◆ Description of the task
Each line that follows should be printed again exactly as it stands.

◆ Records to use
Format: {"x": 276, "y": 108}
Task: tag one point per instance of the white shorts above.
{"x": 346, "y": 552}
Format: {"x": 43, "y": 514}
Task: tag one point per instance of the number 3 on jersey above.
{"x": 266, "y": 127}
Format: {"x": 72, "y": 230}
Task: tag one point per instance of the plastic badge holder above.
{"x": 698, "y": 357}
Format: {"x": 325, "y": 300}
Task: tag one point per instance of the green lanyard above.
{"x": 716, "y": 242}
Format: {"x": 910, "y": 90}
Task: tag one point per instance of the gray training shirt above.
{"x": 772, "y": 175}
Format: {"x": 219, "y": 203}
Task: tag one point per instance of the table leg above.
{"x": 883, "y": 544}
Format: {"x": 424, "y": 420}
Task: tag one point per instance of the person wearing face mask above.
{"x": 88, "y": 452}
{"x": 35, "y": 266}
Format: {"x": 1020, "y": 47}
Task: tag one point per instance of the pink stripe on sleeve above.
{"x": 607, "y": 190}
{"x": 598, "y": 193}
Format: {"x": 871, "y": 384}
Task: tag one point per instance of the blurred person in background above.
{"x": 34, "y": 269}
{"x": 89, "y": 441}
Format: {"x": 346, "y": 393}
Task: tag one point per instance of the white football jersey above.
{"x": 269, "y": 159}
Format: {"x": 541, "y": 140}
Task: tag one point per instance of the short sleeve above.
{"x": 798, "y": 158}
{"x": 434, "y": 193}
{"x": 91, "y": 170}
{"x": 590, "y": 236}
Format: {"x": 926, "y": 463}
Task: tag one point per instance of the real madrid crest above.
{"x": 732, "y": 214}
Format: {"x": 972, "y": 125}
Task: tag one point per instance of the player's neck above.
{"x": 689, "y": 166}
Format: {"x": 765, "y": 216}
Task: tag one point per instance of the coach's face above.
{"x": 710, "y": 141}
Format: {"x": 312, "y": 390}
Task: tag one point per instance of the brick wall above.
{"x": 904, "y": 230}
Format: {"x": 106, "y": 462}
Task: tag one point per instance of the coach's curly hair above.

◆ Response
Format: {"x": 276, "y": 108}
Task: tag one point per instance of the white shorts above.
{"x": 346, "y": 552}
Format: {"x": 43, "y": 514}
Task: tag one point per instance of the number 3 on jersey above.
{"x": 266, "y": 127}
Format: {"x": 72, "y": 230}
Task: tag one point per instance of the plastic badge holder above.
{"x": 698, "y": 357}
Format: {"x": 325, "y": 300}
Task: tag one point per instance of the green lanyard above.
{"x": 716, "y": 242}
Format: {"x": 910, "y": 90}
Task: tag one point per instance of the gray training shirt above.
{"x": 772, "y": 175}
Format: {"x": 219, "y": 203}
Task: tag one point per instance of the table leg above.
{"x": 883, "y": 544}
Format: {"x": 424, "y": 420}
Task: tag one point per instance of the person wearing face mask above.
{"x": 88, "y": 452}
{"x": 35, "y": 266}
Format: {"x": 1020, "y": 47}
Task: tag one point per instance of the pink stripe on sleeve above.
{"x": 607, "y": 190}
{"x": 598, "y": 193}
Format: {"x": 871, "y": 384}
Task: tag one point per instance of the blurred person in background above.
{"x": 34, "y": 269}
{"x": 89, "y": 441}
Format: {"x": 346, "y": 393}
Task: tag one point per instance of the white football jersey above.
{"x": 269, "y": 159}
Format: {"x": 541, "y": 140}
Task: tag one point per instance of the short sleeve above.
{"x": 798, "y": 158}
{"x": 434, "y": 193}
{"x": 91, "y": 170}
{"x": 590, "y": 236}
Format: {"x": 926, "y": 463}
Task: tag one point per instance of the real madrid crest above.
{"x": 732, "y": 214}
Format: {"x": 972, "y": 125}
Task: tag one point per instance of the player's neck above.
{"x": 689, "y": 166}
Format: {"x": 765, "y": 216}
Task: tag one point per instance of the coach's face above.
{"x": 710, "y": 141}
Format: {"x": 312, "y": 390}
Task: tag one point per instance of the brick wall above.
{"x": 904, "y": 230}
Format: {"x": 106, "y": 462}
Task: tag one point per instance of the coach's curly hair above.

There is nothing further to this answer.